* [ABOUT THIS EXERCISE] In the lines below, the string "shirt" may appear; say how many lines hold it and give nothing more.

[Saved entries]
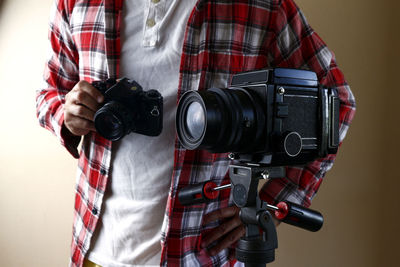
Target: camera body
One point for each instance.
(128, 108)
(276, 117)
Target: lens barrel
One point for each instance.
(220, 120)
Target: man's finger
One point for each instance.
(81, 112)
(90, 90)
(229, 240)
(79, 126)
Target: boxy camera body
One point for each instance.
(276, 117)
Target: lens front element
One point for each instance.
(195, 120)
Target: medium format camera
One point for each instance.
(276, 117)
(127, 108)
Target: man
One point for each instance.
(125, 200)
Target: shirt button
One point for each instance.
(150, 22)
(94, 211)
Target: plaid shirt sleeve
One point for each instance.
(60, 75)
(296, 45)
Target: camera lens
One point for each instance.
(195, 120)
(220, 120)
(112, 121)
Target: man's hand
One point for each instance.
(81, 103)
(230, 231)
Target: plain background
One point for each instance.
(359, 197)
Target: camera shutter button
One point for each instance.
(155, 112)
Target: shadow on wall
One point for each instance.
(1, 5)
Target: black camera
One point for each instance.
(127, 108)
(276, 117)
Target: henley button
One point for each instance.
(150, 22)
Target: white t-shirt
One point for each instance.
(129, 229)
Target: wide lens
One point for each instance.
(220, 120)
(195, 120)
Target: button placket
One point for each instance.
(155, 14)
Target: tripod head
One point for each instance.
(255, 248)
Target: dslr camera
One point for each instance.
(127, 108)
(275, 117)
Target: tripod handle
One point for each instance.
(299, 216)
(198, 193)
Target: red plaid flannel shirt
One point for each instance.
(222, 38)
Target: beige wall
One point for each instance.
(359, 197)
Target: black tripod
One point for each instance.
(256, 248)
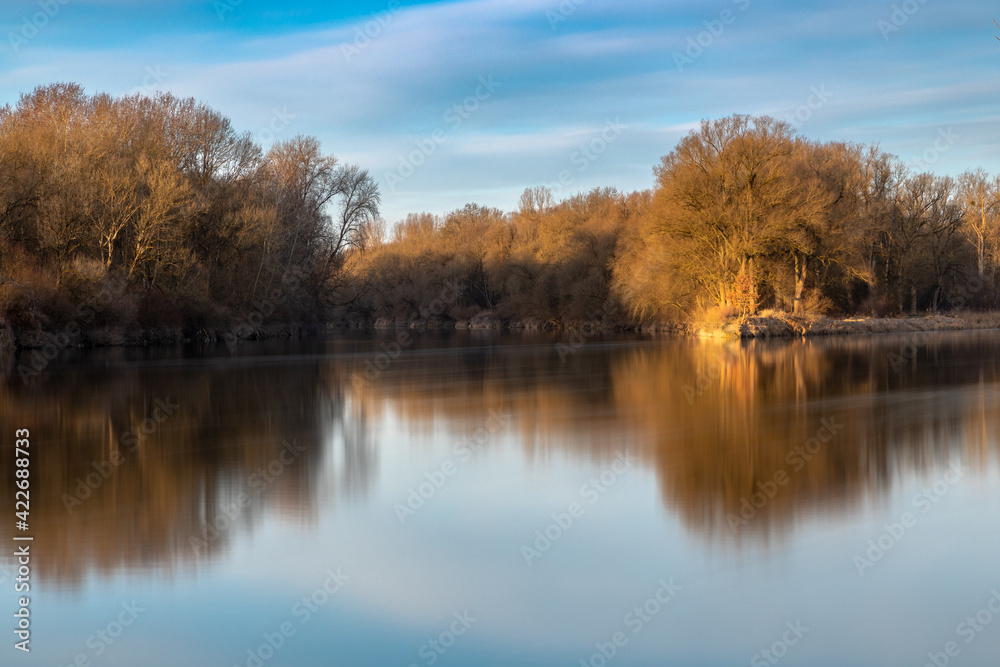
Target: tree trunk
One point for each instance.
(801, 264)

--

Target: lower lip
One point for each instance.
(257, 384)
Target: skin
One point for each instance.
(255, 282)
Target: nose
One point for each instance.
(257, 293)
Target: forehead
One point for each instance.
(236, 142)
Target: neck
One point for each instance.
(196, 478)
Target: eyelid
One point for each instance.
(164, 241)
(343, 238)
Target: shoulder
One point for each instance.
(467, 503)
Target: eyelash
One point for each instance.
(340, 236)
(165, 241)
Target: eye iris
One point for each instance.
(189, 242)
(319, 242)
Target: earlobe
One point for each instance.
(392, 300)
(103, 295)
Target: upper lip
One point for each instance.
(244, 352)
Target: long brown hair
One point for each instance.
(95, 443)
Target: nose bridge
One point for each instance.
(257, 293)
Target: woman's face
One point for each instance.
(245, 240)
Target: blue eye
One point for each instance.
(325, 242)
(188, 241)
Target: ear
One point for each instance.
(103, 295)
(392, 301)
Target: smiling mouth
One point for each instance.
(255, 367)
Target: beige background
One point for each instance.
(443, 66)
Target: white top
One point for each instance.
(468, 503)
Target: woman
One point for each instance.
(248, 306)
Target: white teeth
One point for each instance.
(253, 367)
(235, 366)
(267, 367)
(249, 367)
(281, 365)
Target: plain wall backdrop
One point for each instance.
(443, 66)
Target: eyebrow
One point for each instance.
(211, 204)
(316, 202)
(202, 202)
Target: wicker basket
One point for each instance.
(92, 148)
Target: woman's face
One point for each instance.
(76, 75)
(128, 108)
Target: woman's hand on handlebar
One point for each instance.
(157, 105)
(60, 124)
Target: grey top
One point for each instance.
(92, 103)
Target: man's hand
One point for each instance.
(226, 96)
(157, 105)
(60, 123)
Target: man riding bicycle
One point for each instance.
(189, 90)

* [TASK RESPONSE] 4